Task description: Please copy out the entries below word for word, from the line that contains "Drop one dot on each instance of the white wall" through the end of the entries.

Dataset records:

---

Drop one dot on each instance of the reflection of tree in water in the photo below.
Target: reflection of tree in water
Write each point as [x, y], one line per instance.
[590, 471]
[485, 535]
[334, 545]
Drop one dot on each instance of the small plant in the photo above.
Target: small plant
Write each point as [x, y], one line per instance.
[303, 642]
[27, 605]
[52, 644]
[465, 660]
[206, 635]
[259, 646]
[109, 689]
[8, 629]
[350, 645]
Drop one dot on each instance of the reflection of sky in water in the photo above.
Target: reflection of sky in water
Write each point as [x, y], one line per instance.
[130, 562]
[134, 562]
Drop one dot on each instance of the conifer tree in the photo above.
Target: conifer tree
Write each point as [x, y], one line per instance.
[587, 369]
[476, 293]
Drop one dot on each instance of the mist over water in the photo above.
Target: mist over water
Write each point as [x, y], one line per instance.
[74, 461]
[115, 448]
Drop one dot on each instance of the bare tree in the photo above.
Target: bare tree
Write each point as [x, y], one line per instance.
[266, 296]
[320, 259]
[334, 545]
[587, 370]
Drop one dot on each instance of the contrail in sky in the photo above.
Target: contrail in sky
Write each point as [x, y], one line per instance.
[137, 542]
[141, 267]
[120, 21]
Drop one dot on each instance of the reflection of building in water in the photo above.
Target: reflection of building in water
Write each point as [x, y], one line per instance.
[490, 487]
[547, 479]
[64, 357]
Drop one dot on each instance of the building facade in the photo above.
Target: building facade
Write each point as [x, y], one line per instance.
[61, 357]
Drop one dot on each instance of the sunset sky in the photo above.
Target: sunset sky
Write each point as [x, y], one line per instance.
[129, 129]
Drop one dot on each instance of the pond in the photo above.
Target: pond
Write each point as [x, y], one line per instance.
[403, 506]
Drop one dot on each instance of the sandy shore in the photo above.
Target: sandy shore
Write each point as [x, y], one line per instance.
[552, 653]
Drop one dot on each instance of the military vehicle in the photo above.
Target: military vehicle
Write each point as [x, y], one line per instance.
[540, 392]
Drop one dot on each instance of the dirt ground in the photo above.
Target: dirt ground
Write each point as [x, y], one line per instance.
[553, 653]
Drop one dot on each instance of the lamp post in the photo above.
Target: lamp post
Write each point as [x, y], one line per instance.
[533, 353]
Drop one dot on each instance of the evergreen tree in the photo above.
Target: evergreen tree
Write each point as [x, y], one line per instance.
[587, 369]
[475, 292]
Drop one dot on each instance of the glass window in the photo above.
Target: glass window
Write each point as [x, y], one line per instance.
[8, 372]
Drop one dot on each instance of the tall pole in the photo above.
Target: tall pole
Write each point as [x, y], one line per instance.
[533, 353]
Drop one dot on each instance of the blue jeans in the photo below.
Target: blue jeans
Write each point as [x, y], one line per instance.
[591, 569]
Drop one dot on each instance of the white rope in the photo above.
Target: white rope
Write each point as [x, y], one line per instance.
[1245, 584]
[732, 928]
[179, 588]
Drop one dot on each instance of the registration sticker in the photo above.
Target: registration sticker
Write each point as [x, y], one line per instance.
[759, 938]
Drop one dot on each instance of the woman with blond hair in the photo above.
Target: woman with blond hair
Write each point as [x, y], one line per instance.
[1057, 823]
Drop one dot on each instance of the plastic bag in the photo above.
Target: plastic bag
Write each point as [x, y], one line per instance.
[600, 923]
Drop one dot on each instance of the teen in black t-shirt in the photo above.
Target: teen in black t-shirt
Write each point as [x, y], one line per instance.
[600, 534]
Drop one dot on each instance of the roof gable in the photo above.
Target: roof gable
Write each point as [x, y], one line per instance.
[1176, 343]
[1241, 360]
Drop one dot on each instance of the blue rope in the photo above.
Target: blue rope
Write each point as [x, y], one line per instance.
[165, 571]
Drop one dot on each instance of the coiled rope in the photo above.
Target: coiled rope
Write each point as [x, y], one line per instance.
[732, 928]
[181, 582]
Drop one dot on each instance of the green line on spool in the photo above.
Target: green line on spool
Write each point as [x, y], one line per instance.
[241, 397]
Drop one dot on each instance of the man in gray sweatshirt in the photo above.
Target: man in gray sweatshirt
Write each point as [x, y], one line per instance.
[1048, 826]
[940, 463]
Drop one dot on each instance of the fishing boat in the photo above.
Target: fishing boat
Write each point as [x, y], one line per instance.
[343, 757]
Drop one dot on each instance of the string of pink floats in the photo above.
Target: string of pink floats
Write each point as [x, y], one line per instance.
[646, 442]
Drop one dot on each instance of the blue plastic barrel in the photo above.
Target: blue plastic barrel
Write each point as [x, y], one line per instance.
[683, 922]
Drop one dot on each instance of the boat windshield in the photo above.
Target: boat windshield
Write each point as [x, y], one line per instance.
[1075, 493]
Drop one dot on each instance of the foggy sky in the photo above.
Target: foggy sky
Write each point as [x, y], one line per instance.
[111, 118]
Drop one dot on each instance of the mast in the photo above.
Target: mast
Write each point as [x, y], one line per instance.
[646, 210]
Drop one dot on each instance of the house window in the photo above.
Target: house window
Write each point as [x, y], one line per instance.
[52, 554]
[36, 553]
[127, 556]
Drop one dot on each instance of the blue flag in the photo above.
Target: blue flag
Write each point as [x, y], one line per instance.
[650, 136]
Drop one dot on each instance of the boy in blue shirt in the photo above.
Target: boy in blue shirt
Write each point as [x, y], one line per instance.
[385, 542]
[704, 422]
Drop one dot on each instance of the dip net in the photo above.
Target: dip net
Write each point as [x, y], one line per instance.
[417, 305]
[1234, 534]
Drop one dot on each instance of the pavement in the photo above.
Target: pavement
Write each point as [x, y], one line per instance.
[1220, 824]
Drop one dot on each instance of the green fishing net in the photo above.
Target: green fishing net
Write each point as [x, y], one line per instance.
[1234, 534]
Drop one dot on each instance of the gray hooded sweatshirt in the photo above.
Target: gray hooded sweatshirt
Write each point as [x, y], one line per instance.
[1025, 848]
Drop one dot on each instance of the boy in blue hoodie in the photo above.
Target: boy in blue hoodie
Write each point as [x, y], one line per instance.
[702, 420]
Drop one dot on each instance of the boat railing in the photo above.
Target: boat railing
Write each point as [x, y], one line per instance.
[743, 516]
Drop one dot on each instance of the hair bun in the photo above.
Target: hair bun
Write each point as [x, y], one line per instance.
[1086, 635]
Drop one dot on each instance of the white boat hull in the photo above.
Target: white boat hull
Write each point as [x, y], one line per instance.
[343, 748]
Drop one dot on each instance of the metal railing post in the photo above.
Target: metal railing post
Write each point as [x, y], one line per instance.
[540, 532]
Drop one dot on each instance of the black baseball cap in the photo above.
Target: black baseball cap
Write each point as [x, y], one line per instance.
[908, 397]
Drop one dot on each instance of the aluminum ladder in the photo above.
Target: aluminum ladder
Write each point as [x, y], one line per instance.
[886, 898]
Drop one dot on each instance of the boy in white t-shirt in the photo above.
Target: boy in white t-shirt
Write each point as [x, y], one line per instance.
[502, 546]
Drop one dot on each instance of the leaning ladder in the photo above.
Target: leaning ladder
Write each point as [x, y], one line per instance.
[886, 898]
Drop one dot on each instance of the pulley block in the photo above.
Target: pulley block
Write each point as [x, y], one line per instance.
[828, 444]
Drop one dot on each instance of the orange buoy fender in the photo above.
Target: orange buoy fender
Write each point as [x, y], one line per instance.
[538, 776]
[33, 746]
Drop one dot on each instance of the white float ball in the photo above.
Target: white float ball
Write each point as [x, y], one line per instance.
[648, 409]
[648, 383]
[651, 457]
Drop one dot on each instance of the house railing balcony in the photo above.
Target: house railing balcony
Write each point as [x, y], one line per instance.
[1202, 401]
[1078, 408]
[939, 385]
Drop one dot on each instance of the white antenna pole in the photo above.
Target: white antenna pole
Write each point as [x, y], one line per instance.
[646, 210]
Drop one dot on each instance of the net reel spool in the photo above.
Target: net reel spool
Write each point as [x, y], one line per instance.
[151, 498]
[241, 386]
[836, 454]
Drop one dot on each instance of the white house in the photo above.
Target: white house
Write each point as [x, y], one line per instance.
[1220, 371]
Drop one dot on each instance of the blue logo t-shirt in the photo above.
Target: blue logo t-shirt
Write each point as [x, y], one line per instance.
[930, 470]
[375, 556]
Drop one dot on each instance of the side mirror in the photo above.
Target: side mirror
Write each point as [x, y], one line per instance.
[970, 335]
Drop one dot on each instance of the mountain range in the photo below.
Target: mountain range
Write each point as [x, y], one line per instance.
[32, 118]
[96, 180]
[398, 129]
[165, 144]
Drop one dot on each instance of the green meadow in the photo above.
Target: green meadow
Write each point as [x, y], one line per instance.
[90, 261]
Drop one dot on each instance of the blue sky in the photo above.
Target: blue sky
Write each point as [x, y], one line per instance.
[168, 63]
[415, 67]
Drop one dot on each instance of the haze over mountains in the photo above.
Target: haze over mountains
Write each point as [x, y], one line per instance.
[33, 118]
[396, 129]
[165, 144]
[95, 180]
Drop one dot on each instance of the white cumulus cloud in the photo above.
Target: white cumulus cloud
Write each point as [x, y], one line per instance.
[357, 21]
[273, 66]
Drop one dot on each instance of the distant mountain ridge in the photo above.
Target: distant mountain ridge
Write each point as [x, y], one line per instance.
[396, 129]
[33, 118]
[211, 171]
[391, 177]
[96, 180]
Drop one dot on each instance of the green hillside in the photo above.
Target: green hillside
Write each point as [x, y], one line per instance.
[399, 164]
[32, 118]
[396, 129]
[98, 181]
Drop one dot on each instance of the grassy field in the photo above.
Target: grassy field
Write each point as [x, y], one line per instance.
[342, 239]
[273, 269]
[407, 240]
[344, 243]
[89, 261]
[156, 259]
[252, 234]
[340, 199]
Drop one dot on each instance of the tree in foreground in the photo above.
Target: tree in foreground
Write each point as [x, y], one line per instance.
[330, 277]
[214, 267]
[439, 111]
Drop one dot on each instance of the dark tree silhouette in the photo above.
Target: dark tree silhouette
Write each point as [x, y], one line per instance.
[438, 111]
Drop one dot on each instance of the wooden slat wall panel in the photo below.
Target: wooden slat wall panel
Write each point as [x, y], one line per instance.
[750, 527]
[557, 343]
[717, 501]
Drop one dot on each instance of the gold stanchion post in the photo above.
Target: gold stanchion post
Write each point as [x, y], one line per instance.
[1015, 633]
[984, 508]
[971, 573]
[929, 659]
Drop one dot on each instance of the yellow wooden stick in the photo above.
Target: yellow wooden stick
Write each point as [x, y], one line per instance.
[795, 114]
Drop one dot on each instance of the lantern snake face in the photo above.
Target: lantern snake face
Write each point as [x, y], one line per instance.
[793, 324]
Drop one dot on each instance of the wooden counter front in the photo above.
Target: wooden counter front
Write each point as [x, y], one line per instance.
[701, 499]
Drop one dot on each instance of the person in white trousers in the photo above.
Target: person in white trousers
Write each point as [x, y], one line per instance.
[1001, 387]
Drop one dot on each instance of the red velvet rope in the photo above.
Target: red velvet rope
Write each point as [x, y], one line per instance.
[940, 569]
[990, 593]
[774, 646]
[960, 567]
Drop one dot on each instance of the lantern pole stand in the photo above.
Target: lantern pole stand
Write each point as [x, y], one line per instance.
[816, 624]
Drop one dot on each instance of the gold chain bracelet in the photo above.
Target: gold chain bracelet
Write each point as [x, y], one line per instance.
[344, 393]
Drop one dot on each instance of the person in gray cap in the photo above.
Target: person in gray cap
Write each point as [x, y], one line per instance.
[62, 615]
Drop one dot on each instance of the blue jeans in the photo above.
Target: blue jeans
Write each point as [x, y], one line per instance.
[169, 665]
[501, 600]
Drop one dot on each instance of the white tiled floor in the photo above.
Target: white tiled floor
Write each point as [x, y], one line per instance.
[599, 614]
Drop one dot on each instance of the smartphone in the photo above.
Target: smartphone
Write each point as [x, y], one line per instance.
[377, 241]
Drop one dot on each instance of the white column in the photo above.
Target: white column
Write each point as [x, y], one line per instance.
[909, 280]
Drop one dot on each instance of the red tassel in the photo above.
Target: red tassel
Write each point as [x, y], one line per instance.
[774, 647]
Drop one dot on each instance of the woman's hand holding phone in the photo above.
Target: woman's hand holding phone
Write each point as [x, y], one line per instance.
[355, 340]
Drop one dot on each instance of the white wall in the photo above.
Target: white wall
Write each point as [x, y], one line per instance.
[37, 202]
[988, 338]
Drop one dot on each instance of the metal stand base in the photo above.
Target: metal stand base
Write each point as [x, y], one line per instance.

---

Answer to the task:
Drop one dot on each instance of the white wall in the photo above.
Target: white wall
Write each point as [x, y], one line per instance.
[37, 202]
[988, 338]
Drop one dot on each instance of the metal stand base in the photo above.
Target: metal stand base
Write each point as [x, y], one line per instance.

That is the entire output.